■ Instruction: Set down, without alteration, the lines from the one that contains "Reviewer note: check that each instance of the flat-topped" through the final line of the material below.

[Information provided start]

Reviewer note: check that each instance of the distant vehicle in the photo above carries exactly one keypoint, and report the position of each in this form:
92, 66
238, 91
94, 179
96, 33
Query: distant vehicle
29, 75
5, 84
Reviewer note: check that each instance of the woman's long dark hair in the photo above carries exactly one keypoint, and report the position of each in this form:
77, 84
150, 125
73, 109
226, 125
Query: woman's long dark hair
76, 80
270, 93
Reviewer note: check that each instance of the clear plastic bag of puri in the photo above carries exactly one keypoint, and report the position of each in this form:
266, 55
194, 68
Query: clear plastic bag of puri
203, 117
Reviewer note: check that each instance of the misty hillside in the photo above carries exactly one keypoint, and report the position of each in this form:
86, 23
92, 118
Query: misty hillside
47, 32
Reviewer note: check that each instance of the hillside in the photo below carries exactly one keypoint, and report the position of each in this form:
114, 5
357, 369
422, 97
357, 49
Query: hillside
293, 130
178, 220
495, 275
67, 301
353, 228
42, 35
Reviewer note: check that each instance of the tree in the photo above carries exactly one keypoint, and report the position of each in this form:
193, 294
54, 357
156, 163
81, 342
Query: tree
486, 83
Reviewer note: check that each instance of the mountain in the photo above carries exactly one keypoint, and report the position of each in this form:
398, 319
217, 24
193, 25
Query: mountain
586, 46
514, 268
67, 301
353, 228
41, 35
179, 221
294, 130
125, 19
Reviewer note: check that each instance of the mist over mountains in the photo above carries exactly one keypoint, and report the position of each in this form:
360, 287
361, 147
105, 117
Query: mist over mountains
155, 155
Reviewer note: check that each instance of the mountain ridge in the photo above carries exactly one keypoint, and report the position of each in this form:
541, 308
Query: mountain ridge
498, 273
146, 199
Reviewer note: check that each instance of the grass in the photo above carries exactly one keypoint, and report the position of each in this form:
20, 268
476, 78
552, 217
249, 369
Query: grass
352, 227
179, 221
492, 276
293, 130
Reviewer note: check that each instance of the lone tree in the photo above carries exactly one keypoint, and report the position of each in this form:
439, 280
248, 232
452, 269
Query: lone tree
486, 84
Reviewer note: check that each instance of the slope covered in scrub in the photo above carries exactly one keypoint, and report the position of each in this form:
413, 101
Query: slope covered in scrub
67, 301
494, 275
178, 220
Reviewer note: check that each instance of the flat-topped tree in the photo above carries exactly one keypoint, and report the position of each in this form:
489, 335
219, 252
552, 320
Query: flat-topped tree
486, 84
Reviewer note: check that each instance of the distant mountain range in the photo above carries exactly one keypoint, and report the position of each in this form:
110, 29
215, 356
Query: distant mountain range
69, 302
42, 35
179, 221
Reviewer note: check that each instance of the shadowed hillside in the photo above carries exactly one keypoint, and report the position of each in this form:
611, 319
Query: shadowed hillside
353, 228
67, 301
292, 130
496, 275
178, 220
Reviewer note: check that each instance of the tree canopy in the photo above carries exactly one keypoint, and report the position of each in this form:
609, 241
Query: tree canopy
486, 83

[Information provided end]

■ Expected answer:
Reviewer note: check that each instance of the flat-topped tree in the photo above carries exactly one keypoint, and report the position of each in this form:
489, 335
219, 252
552, 320
Query: flat-topped tree
486, 84
Reviewer note: check that each instance of the distant mountain range in the photo above carries exactly one keypoint, and report the position of each in this form:
110, 29
215, 356
Query: distant mountain range
69, 302
42, 35
179, 221
Reviewer note: check that each instance of the shadowed hillside in the photo above carries exactly one keypoint, and report the position of each in this form:
611, 319
Query: shadowed hillside
353, 228
67, 301
292, 130
496, 275
178, 220
Reviewer note: check that each instance of the tree canopy in the photo above carries exactly one keypoint, and report the position of each in this form:
609, 241
Query: tree canopy
486, 83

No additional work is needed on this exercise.